Filter the rows below, copying every line that contains the string "cloud". Matching is case-sensitive.

— start of Provided data —

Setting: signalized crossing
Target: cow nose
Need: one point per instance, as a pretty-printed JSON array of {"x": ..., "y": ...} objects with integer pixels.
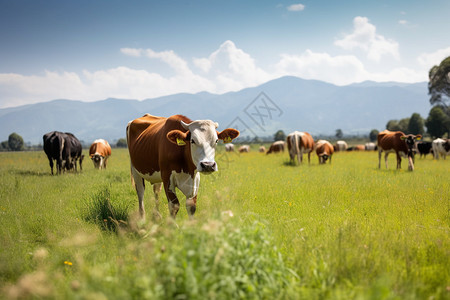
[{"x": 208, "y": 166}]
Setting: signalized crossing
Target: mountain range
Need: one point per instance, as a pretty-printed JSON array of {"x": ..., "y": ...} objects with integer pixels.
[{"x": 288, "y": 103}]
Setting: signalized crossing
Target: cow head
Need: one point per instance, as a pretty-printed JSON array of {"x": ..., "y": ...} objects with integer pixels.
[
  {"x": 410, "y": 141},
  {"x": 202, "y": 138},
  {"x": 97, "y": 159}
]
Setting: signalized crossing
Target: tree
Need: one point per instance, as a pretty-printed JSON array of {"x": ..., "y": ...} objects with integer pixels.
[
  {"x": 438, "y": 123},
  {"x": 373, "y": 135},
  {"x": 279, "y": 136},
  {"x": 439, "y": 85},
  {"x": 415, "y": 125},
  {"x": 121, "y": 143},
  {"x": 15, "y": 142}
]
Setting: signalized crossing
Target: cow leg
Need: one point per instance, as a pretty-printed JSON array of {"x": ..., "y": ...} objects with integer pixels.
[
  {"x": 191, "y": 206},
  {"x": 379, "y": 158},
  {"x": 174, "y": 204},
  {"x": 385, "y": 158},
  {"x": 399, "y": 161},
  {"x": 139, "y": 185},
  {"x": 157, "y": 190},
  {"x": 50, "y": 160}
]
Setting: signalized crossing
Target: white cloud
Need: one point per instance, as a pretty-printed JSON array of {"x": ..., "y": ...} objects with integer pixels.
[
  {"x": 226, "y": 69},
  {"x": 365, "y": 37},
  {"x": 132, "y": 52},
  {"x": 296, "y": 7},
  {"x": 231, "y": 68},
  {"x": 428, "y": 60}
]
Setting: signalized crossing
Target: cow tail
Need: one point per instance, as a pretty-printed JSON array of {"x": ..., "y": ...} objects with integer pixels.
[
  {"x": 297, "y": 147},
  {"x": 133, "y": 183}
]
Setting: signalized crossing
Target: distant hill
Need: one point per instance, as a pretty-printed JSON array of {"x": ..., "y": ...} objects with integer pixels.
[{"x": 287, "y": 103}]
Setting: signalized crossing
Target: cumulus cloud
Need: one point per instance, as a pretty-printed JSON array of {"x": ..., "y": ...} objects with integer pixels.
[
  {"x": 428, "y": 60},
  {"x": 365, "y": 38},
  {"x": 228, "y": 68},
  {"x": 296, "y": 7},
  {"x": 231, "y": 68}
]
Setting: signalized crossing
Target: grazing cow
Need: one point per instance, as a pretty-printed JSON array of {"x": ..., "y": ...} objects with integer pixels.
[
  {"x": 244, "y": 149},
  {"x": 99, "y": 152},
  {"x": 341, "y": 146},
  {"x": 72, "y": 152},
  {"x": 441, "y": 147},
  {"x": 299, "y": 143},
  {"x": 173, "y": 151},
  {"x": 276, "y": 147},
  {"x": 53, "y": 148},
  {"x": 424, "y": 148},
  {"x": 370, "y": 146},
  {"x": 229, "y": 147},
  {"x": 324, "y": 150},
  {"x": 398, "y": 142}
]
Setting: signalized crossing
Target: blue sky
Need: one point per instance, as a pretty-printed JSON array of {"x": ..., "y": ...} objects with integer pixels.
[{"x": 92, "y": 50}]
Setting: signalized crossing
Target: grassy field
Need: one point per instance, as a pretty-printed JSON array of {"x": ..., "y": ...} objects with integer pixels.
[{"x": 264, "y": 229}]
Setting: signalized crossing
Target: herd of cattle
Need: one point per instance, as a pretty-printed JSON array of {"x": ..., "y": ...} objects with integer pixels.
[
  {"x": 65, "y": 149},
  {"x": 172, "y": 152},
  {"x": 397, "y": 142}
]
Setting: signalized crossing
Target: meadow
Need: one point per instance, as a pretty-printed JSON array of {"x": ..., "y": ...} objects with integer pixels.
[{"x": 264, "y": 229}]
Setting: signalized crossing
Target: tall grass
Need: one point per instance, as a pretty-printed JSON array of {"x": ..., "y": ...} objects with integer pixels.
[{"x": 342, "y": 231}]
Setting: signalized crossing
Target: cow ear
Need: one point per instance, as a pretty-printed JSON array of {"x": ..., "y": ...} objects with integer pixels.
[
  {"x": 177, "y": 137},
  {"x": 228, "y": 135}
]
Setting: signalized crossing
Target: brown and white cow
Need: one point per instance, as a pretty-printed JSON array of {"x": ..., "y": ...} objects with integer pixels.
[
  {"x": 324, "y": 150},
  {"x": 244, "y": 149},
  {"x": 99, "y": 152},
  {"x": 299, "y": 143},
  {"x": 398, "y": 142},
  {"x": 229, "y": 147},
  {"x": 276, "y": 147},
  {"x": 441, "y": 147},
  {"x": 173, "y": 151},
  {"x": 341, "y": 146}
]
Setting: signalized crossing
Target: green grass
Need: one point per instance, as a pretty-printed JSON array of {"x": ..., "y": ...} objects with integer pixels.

— end of Provided data —

▶ Exercise solution:
Target: white cloud
Target: cumulus cloud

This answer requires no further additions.